_Exercise task A_
Copy the Mary Moorman article from "Assassination witness[edit]" up to and including "assassinated in Dallas, Texas.", swapping "Polaroid" for "instant".
_Exercise task B_
In the Mary Moorman article, whom did Moorman marry in 1980?

_Text to read_

────

Jump to content

Mary Moorman

From Wikipedia, the free encyclopedia

Mary Moorman
Mary Moorman in the Dallas County Sheriff's office on the evening of the assassination
Born
Mary Ann Boshart

(1932-08-05)August 5, 1932
Spouse(s)
Donald G. Moorman
(m. 1952; div. 1973)

Gary Krahmer
(m. 1980)
Children1

Mary Ann Moorman (née Boshart; born August 5, 1932) is an American woman who chanced to photograph US President John F. Kennedy a fraction of a second after he was fatally shot in the head in Dallas, Texas. The Badge Man, whom conspiracy theorists claim is one of Kennedy's assassins, is purportedly visible in another of her photographs taken that day.

Biography[edit]

Mary Ann Moorman was born Mary Ann Boshart. She married Donald G. Moorman in 1952 and divorced him in 1973.[1] She later married Gary Krahmer in 1980.

Assassination witness[edit]

The Polaroid photo taken by Mary Ann Moorman a fraction of a second after the fatal shot (detail)

On November 22, 1963, U.S. President John F. Kennedy was assassinated in Dallas, Texas.

Moorman stated that her 11-year-old son had wanted to see Kennedy, but was unable to attend because of school. She said she promised to take a picture for him.[2]

Moorman was standing on grass about 2 feet (61 cm) south of the south curb of Elm Street in Dealey Plaza, directly across from the grassy knoll and the North Pergola concrete structure that Abraham Zapruder and his assistant Marilyn Sitzman were standing on – during the assassination. Moorman stated that she stepped off the grass onto the street to take a photo with her Polaroid camera. Zapruder can be seen standing on the pergola in the Moorman photograph, with the presidential limousine already having passed through the line of sight between Zapruder and Moorman.

────

_Record list_
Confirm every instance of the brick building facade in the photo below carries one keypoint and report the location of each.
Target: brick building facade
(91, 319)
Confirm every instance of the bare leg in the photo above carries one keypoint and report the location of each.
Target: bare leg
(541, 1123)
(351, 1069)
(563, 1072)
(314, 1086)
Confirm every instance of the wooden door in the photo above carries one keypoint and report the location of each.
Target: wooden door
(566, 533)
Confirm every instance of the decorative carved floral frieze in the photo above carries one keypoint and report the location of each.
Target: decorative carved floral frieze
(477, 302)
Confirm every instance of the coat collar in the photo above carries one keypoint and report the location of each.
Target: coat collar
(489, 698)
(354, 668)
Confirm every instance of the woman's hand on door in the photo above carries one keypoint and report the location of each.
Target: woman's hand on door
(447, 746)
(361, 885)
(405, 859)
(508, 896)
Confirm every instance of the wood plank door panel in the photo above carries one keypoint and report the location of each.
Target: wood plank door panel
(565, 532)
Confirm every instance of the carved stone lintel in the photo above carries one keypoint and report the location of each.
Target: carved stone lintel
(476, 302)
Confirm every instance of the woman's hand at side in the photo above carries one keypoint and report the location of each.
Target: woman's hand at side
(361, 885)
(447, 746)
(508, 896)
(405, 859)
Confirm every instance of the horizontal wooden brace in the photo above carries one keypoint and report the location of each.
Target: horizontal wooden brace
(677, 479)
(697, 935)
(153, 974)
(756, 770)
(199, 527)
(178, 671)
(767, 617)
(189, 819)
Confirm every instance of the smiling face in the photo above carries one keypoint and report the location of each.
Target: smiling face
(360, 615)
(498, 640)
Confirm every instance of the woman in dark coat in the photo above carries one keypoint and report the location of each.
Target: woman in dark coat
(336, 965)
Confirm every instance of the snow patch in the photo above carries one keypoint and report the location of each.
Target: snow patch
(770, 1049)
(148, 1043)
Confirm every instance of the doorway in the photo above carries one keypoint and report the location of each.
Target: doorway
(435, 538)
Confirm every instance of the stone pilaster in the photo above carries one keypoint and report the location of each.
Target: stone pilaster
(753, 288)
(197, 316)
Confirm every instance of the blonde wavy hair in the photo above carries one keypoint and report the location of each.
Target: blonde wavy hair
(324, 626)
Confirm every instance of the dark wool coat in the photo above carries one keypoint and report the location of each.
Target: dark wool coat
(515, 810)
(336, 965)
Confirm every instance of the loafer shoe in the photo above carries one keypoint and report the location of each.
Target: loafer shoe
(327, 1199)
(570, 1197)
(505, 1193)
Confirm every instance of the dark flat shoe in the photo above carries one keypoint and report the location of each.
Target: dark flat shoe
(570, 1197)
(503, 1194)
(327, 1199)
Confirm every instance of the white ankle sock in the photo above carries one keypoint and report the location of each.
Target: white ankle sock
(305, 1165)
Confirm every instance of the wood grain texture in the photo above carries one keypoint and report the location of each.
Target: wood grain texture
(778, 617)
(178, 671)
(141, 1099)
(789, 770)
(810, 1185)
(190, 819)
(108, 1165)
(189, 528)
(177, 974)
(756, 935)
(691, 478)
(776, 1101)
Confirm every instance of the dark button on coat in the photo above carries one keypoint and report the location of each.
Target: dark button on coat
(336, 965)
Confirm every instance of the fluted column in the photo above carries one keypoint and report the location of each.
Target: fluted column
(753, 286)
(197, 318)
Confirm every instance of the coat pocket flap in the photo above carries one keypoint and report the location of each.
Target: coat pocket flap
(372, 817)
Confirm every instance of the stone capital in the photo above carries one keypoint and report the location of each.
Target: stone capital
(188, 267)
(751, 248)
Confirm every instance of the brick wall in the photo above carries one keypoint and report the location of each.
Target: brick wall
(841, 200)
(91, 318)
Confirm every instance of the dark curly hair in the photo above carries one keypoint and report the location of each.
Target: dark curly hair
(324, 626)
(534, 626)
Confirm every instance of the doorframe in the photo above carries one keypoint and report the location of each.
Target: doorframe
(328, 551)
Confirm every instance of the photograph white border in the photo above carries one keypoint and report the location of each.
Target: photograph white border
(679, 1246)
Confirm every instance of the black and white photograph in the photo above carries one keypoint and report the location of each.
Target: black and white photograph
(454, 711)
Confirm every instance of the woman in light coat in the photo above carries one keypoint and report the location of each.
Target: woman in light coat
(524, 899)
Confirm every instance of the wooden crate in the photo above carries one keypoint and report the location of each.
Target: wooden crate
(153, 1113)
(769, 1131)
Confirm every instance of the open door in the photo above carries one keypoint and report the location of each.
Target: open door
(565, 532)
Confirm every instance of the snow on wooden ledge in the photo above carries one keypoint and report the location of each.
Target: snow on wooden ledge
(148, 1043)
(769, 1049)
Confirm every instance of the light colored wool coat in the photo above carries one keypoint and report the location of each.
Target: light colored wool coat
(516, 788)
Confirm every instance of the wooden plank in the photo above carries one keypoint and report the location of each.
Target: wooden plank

────

_Written response A_
Assassination witness[edit]

The instant photo taken by Mary Ann Moorman a fraction of a second after the fatal shot (detail)

On November 22, 1963, U.S. President John F. Kennedy was assassinated in Dallas, Texas.

_Written response B_
Gary Krahmer